(Collection entries)
========

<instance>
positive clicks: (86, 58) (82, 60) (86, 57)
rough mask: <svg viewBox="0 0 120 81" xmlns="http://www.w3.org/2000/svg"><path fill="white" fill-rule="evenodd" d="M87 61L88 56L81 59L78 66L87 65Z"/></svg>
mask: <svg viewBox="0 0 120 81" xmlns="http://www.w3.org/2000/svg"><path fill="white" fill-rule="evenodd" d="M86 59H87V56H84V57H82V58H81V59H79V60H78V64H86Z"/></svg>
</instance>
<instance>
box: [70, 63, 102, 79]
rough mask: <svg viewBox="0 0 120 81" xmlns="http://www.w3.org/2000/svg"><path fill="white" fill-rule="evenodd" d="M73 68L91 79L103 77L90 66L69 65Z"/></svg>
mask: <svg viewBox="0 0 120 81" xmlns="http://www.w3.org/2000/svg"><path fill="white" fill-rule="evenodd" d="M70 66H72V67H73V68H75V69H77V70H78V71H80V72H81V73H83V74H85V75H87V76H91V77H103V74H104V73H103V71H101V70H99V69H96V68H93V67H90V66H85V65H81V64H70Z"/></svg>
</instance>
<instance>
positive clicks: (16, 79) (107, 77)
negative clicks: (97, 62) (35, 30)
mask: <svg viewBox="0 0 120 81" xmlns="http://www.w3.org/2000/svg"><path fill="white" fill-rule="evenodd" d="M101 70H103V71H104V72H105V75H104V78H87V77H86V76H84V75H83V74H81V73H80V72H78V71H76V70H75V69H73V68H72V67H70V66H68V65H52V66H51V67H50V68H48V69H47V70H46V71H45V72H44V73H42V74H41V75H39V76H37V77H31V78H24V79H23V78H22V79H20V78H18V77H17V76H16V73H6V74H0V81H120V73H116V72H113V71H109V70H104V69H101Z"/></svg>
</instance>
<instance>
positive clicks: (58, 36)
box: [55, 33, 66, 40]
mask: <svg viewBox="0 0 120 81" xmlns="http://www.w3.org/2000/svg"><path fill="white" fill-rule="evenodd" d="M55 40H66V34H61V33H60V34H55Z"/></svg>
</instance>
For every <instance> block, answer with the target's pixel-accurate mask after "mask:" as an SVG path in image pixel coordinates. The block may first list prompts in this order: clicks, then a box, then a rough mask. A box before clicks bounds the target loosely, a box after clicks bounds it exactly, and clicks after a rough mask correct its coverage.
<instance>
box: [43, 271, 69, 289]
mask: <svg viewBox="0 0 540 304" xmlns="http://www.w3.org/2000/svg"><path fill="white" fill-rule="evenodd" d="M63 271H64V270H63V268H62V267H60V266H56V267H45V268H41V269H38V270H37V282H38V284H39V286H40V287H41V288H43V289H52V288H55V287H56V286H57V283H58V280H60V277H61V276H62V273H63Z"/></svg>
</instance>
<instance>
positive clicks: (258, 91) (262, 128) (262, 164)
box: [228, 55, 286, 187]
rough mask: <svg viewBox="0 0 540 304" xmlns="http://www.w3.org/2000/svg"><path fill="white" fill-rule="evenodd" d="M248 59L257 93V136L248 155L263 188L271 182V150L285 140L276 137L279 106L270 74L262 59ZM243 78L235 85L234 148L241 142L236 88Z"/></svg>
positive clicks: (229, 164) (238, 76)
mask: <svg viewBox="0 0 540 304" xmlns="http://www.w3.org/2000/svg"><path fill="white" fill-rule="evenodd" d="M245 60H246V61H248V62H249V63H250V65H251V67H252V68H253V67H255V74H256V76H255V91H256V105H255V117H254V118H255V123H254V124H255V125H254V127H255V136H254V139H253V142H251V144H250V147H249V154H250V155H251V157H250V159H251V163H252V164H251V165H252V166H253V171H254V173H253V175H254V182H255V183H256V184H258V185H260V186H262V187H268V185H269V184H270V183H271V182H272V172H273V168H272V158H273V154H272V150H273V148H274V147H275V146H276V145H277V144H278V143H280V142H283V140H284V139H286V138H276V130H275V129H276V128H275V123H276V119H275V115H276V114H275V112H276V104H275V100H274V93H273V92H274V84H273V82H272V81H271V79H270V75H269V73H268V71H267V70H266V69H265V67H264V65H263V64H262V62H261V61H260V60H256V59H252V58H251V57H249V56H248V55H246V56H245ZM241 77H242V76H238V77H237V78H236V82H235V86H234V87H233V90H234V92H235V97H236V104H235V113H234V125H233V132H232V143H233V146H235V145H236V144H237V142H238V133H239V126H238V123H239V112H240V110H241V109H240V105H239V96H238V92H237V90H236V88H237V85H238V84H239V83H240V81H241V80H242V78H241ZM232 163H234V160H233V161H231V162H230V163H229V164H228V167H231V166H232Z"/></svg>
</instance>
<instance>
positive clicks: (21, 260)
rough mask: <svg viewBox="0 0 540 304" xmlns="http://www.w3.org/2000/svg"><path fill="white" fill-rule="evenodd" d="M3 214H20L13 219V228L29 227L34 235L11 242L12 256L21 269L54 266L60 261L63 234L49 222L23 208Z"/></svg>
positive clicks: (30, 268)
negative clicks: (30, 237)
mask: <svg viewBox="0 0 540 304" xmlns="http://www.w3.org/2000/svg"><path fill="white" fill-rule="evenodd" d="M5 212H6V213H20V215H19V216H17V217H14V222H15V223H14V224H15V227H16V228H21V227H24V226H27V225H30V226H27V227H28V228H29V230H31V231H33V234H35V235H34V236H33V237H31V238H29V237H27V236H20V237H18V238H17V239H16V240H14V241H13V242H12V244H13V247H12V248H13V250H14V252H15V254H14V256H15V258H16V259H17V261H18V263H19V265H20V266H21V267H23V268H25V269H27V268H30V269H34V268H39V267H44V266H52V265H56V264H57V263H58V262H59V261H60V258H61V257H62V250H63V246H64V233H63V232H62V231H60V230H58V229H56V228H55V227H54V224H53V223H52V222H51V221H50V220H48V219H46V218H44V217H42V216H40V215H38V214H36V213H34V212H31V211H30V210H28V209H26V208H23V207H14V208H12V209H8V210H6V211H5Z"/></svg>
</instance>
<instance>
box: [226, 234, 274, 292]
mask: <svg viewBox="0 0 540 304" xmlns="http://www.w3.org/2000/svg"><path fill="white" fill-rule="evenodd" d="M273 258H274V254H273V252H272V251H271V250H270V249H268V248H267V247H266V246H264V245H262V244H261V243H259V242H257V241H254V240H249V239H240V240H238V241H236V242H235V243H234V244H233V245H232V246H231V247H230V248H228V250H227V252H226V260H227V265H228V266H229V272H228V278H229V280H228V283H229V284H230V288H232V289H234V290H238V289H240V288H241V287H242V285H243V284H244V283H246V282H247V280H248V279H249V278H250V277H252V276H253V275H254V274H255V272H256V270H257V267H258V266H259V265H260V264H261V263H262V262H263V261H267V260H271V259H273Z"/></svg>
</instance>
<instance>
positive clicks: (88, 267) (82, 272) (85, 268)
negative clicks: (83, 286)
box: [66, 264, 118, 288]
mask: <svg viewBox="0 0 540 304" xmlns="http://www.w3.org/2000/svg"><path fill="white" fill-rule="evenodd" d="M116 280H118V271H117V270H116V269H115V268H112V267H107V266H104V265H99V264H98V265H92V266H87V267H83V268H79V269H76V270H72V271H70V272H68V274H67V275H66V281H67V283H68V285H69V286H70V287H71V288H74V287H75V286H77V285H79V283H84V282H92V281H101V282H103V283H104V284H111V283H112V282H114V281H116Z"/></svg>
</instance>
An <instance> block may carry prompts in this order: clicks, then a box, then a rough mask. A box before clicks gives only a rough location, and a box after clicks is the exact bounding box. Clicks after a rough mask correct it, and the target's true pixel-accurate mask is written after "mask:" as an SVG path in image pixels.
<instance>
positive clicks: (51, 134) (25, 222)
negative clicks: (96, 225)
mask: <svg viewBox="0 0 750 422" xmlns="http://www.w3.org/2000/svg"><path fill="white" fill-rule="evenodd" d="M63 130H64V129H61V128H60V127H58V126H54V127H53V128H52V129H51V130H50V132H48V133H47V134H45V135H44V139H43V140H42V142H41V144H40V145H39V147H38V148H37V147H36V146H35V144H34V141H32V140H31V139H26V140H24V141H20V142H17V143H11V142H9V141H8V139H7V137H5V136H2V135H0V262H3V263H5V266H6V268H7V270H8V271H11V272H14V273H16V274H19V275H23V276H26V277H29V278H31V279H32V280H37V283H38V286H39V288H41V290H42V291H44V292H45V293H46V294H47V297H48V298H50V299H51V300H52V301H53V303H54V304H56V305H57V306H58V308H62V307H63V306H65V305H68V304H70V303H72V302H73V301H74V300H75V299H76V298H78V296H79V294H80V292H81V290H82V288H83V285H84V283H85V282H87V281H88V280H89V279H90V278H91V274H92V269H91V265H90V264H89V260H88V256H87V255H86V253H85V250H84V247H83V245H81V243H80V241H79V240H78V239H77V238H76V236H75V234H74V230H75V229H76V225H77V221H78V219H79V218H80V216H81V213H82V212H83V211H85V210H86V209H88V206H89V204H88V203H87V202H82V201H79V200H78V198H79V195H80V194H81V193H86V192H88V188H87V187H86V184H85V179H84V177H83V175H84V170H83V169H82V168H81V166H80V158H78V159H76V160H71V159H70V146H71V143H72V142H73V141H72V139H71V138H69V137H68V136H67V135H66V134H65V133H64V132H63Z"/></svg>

========

What the exercise asks>
Reproduce exactly the lines above from the line with "box: [70, 63, 102, 79]" to the line with "positive clicks: (58, 36)", including both, and add nothing.

Answer to the problem>
box: [70, 63, 102, 79]
rough mask: <svg viewBox="0 0 120 81" xmlns="http://www.w3.org/2000/svg"><path fill="white" fill-rule="evenodd" d="M73 68L91 79L103 77L90 66L69 65Z"/></svg>
mask: <svg viewBox="0 0 120 81" xmlns="http://www.w3.org/2000/svg"><path fill="white" fill-rule="evenodd" d="M70 66H72V67H73V68H75V69H77V70H78V71H80V72H81V73H83V74H85V75H87V76H91V77H103V74H104V73H103V71H101V70H99V69H96V68H93V67H90V66H85V65H81V64H70Z"/></svg>
</instance>
<instance>
positive clicks: (16, 79) (107, 77)
negative clicks: (97, 62) (35, 30)
mask: <svg viewBox="0 0 120 81" xmlns="http://www.w3.org/2000/svg"><path fill="white" fill-rule="evenodd" d="M101 70H103V71H104V72H105V75H104V78H87V77H86V76H84V75H83V74H81V73H80V72H78V71H76V70H75V69H73V68H72V67H70V66H68V65H52V66H51V67H50V68H48V69H47V70H46V71H45V72H44V73H42V74H41V75H39V76H37V77H31V78H24V79H23V78H22V79H20V78H18V77H17V76H16V73H6V74H0V81H120V73H116V72H113V71H109V70H104V69H101Z"/></svg>
</instance>
<instance>
positive clicks: (58, 36)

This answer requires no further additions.